=== Begin Enclosure ===
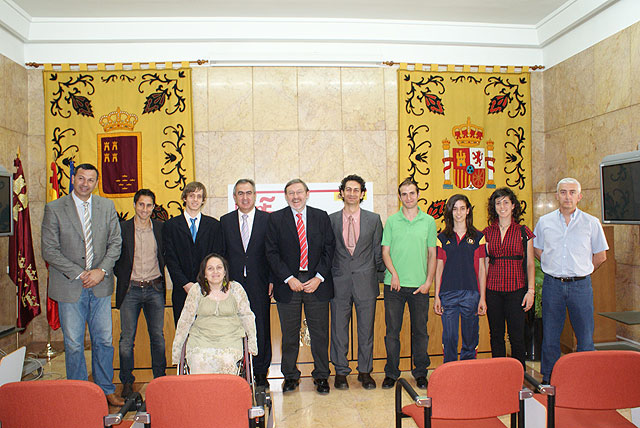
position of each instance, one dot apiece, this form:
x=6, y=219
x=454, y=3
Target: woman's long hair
x=202, y=279
x=499, y=193
x=448, y=216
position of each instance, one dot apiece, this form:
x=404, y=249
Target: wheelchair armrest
x=133, y=402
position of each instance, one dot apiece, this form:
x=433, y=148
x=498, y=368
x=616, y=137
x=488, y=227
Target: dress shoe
x=367, y=381
x=341, y=382
x=388, y=382
x=322, y=386
x=127, y=390
x=290, y=385
x=114, y=400
x=260, y=379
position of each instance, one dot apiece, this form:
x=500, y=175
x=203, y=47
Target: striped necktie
x=302, y=237
x=88, y=236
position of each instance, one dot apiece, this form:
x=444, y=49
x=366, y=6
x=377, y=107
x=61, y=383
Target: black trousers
x=317, y=316
x=506, y=306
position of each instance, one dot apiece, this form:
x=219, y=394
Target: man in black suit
x=140, y=285
x=187, y=240
x=244, y=236
x=300, y=245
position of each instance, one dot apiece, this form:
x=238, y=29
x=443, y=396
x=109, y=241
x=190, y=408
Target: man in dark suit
x=140, y=285
x=81, y=242
x=357, y=265
x=187, y=240
x=244, y=236
x=300, y=245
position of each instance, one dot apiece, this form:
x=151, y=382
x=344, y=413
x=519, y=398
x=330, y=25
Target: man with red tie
x=299, y=246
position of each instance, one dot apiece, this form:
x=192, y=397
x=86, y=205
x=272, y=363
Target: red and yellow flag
x=22, y=264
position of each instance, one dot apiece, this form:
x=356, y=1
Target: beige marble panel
x=537, y=101
x=319, y=99
x=230, y=95
x=612, y=73
x=363, y=99
x=391, y=98
x=275, y=98
x=231, y=157
x=324, y=151
x=626, y=239
x=365, y=155
x=555, y=157
x=539, y=174
x=200, y=98
x=634, y=53
x=276, y=156
x=35, y=102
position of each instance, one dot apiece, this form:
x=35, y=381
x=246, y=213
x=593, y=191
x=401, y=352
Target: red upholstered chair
x=471, y=393
x=588, y=387
x=201, y=400
x=55, y=404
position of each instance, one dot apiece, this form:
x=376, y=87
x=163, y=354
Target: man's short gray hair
x=569, y=180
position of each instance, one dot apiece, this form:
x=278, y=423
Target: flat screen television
x=620, y=188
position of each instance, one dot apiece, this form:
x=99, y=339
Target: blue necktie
x=194, y=231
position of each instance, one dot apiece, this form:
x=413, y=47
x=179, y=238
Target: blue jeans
x=557, y=298
x=394, y=302
x=463, y=305
x=151, y=301
x=96, y=313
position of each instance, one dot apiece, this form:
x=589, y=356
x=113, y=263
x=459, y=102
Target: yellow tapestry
x=135, y=126
x=463, y=132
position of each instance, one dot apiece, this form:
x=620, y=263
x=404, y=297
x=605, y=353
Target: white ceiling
x=518, y=12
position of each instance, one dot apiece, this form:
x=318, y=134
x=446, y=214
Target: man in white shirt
x=570, y=245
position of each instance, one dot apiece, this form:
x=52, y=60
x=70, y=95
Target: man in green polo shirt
x=409, y=253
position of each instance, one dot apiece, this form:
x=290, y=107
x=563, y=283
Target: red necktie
x=302, y=237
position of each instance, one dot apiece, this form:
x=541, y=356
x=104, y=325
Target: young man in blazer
x=187, y=240
x=81, y=242
x=356, y=271
x=300, y=245
x=244, y=235
x=140, y=286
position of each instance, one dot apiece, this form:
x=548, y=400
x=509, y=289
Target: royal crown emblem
x=118, y=120
x=468, y=164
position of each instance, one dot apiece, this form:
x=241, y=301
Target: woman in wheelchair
x=215, y=319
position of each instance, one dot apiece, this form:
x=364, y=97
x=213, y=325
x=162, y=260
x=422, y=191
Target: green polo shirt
x=408, y=242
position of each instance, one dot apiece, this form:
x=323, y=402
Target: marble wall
x=590, y=109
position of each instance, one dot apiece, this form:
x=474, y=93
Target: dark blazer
x=256, y=283
x=283, y=251
x=124, y=265
x=183, y=257
x=358, y=273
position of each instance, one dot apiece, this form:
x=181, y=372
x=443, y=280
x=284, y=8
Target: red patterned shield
x=120, y=164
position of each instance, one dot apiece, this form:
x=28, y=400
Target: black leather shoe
x=388, y=382
x=260, y=379
x=322, y=386
x=127, y=390
x=290, y=385
x=341, y=382
x=367, y=381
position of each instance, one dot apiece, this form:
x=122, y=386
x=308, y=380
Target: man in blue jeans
x=140, y=286
x=409, y=253
x=570, y=245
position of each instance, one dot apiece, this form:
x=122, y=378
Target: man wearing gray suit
x=81, y=242
x=357, y=262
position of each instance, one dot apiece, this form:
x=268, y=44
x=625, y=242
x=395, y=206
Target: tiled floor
x=352, y=408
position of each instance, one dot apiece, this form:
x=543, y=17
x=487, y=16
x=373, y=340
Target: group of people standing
x=224, y=274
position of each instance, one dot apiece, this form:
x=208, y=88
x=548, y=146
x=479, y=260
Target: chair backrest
x=201, y=400
x=598, y=380
x=474, y=389
x=53, y=404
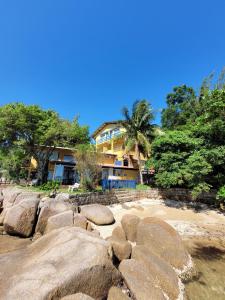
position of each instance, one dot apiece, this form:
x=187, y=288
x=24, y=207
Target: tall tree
x=139, y=130
x=180, y=106
x=88, y=166
x=37, y=132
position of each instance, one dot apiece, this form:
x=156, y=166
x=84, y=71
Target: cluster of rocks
x=25, y=213
x=143, y=259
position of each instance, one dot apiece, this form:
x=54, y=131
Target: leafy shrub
x=50, y=185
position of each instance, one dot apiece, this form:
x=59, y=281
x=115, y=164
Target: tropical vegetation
x=188, y=151
x=139, y=130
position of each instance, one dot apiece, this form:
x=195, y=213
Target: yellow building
x=117, y=163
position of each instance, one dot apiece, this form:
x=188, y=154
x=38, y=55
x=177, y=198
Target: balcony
x=109, y=137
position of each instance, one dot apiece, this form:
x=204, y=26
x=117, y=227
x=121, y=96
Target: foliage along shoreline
x=188, y=151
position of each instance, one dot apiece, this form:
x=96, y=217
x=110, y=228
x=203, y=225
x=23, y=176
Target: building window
x=117, y=172
x=69, y=158
x=54, y=155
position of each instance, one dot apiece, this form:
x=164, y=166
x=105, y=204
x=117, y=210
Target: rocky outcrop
x=12, y=196
x=129, y=224
x=78, y=296
x=79, y=221
x=66, y=218
x=116, y=293
x=98, y=214
x=121, y=247
x=20, y=218
x=162, y=240
x=140, y=281
x=63, y=262
x=60, y=220
x=48, y=208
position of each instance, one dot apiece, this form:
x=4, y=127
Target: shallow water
x=209, y=258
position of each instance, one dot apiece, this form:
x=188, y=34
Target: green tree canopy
x=139, y=130
x=37, y=132
x=191, y=152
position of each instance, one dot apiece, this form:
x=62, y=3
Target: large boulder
x=63, y=262
x=60, y=220
x=48, y=208
x=26, y=195
x=121, y=249
x=10, y=194
x=62, y=197
x=164, y=275
x=118, y=233
x=20, y=219
x=116, y=293
x=98, y=214
x=162, y=240
x=79, y=221
x=140, y=281
x=129, y=224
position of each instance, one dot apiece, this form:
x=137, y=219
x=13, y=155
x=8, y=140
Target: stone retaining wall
x=121, y=196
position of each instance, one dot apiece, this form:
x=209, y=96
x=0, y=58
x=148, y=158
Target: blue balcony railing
x=118, y=184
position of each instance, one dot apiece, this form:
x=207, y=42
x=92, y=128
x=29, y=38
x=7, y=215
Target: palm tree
x=139, y=130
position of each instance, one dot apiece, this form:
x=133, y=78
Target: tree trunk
x=139, y=163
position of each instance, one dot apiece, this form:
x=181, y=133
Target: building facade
x=116, y=162
x=61, y=166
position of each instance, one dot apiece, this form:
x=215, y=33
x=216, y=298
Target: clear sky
x=92, y=57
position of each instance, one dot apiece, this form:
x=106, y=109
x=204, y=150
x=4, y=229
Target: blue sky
x=92, y=57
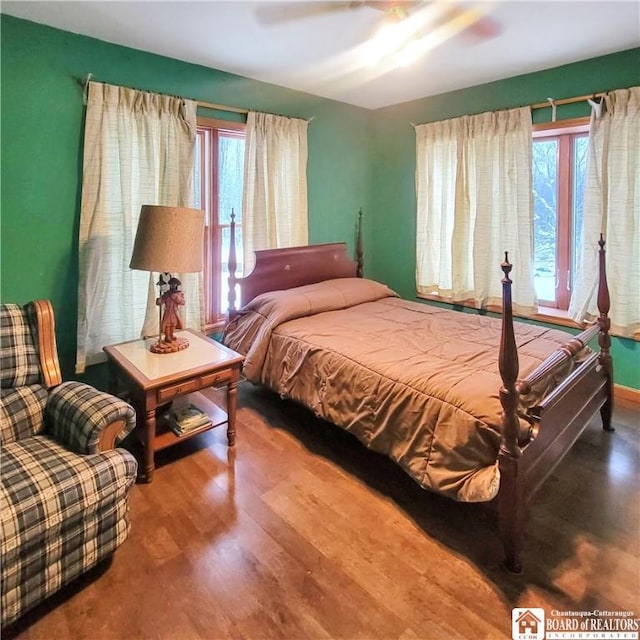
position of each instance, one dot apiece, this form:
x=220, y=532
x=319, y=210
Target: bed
x=475, y=408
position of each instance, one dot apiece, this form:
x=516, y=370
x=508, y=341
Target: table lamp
x=168, y=241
=== End Enclosure ===
> **Work to be completed**: In the listing above, find the line with "x=330, y=25" and the line with "x=422, y=191". Output those two lines and every line between them, exactly as written.

> **Exercise result**:
x=330, y=25
Target: man with red tie
x=299, y=246
position of each instance, one dot apiece, this form:
x=192, y=397
x=86, y=205
x=272, y=363
Target: red and yellow flag
x=22, y=264
position of each instance, one dot apiece, this form:
x=356, y=1
Target: beige marble panel
x=537, y=101
x=319, y=99
x=230, y=95
x=612, y=73
x=363, y=99
x=391, y=98
x=275, y=98
x=231, y=157
x=324, y=151
x=626, y=239
x=365, y=155
x=555, y=157
x=539, y=174
x=200, y=98
x=634, y=53
x=276, y=156
x=35, y=102
position of each instance, one dot apiece, this form:
x=35, y=381
x=246, y=213
x=593, y=191
x=401, y=352
Target: red upholstered chair
x=471, y=393
x=588, y=387
x=201, y=400
x=55, y=404
position of each instance, one dot apiece, this form:
x=376, y=87
x=163, y=354
Target: man's short gray hair
x=569, y=180
position of each instance, one dot apiece, this form:
x=278, y=423
Target: flat screen television
x=620, y=188
position of each instance, one dot apiece, this form:
x=99, y=339
Target: blue necktie
x=194, y=231
position of each instance, one dot apiece, this form:
x=413, y=47
x=179, y=238
Target: blue jeans
x=557, y=298
x=394, y=302
x=463, y=305
x=151, y=301
x=96, y=313
position of each instance, one dot apiece, this form:
x=589, y=356
x=113, y=263
x=459, y=102
Target: yellow tapestry
x=135, y=126
x=463, y=132
position of each instance, one dot apiece, this form:
x=620, y=263
x=404, y=297
x=605, y=353
Target: white ceiling
x=518, y=12
position of each instance, one dot apiece, this form:
x=318, y=134
x=446, y=214
Target: man in white shirt
x=570, y=245
position of each instance, one dot apiece, this form:
x=52, y=60
x=70, y=95
Target: man in green polo shirt
x=409, y=253
position of each instance, one dot apiece, this form:
x=290, y=107
x=563, y=283
Target: red necktie
x=302, y=237
position of each instance, one dot apiece, this form:
x=541, y=356
x=104, y=325
Target: young man in blazer
x=187, y=240
x=81, y=242
x=356, y=271
x=300, y=245
x=244, y=235
x=140, y=286
position of each instance, one dot apiece, this form:
x=548, y=400
x=509, y=289
Target: royal crown emblem
x=118, y=120
x=468, y=164
position of each instance, one dot apiece, this form:
x=241, y=301
Target: woman in wheelchair
x=215, y=319
position of each instance, one dot apiece, this form:
x=364, y=97
x=213, y=325
x=162, y=260
x=422, y=191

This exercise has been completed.